§ **JOB A**:
Find every line in the records that contains the string "dense", matching case, and copy each line.

[begin EXTRACT TO READ]

Modes of Running Workflows

Workflows can be executed in local environment, or remote environment can be used. local means that model steps will be executed within the context of process running the code. remote will re-direct model steps into remote API using HTTP requests to send images and get predictions back.

When workflows are used directly, in Python code - compile_and_execute(...) and compile_and_execute_async(...) functions accept step_execution_mode parameter that controls the execution mode.

Additionally, max_concurrent_steps parameter dictates how many steps in parallel can be executed. This will improve efficiency of remote execution (up to the limits of remote API capacity) and can improve local execution if model_manager instance is capable of running parallel requests (only using extensions from inference.enterprise.parallel).

[end EXTRACT TO READ]
[begin INFORMATION PROVIDED]

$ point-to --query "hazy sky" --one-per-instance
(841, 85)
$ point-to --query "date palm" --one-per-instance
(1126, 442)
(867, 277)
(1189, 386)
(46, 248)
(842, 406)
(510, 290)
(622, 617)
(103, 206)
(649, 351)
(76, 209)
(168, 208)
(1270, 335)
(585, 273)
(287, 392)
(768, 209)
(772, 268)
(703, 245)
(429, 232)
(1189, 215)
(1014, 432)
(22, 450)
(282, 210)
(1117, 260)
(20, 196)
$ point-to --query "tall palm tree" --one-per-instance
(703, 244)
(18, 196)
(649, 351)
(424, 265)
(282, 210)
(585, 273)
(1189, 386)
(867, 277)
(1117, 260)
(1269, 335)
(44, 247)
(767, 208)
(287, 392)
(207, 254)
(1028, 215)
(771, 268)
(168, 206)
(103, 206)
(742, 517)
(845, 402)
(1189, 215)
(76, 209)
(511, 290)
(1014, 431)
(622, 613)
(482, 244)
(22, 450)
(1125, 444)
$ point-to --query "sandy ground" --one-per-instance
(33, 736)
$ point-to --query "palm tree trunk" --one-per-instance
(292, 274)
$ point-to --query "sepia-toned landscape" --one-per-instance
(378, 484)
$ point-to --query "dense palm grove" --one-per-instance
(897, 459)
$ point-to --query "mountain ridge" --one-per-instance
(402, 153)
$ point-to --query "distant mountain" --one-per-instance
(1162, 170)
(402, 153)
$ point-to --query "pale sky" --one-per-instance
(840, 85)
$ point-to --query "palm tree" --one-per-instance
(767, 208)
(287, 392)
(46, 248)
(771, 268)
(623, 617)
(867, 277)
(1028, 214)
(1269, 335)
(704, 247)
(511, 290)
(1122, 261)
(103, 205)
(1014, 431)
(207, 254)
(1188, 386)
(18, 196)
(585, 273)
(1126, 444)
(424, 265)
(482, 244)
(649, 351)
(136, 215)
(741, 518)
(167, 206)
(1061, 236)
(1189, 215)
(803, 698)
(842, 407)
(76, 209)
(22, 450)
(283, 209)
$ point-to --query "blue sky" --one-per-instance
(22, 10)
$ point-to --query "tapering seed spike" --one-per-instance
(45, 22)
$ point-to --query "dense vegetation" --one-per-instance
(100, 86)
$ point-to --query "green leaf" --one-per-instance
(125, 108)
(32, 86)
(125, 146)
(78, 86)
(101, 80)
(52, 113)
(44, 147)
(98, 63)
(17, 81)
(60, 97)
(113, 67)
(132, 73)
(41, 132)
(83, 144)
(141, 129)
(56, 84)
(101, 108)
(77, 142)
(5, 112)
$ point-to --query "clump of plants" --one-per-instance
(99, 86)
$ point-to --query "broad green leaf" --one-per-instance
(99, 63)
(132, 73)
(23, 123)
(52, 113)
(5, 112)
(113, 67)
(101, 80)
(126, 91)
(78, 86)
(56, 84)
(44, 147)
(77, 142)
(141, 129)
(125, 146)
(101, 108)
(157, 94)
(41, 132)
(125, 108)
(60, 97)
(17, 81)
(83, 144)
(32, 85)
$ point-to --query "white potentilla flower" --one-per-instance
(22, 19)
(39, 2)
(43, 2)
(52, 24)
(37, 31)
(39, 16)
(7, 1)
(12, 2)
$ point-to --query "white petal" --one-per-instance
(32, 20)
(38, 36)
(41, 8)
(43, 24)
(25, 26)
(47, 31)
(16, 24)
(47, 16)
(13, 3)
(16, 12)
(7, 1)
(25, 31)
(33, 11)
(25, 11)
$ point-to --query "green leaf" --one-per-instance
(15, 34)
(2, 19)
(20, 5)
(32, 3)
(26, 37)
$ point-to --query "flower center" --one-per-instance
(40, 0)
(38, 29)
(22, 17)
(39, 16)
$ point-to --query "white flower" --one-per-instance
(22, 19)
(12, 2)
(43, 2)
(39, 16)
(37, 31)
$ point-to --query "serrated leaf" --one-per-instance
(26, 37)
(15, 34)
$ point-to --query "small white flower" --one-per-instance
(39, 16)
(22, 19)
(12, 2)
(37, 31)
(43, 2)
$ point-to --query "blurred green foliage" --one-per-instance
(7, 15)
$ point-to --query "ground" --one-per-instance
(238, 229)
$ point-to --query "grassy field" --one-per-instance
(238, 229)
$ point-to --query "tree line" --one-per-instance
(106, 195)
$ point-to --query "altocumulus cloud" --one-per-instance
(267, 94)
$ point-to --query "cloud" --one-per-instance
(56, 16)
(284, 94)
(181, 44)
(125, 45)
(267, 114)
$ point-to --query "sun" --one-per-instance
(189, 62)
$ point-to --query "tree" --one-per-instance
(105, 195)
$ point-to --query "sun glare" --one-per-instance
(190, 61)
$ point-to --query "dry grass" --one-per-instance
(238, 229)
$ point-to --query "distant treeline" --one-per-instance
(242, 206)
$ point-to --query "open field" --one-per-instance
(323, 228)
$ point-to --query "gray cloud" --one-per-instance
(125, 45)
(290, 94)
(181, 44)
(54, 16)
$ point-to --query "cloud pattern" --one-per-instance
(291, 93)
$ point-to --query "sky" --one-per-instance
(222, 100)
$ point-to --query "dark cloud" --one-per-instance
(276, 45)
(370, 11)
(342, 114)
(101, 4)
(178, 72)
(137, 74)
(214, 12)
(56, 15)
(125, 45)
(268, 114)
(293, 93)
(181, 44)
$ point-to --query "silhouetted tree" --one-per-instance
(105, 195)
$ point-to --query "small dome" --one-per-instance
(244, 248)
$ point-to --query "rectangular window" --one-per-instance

[end INFORMATION PROVIDED]

§ **JOB B**:
Reproduce the passage of the text on workflow execution modes between "Additionally, max_concurrent_steps parameter" and "extensions from inference.enterprise.parallel).", inclusive, copying it verbatim.

§ **COMPLETE ANSWER A**:
$ point-to --query "dense palm grove" --one-per-instance
$ point-to --query "dense vegetation" --one-per-instance

§ **COMPLETE ANSWER B**:
Additionally, max_concurrent_steps parameter dictates how many steps in parallel can be executed. This will improve efficiency of remote execution (up to the limits of remote API capacity) and can improve local execution if model_manager instance is capable of running parallel requests (only using extensions from inference.enterprise.parallel).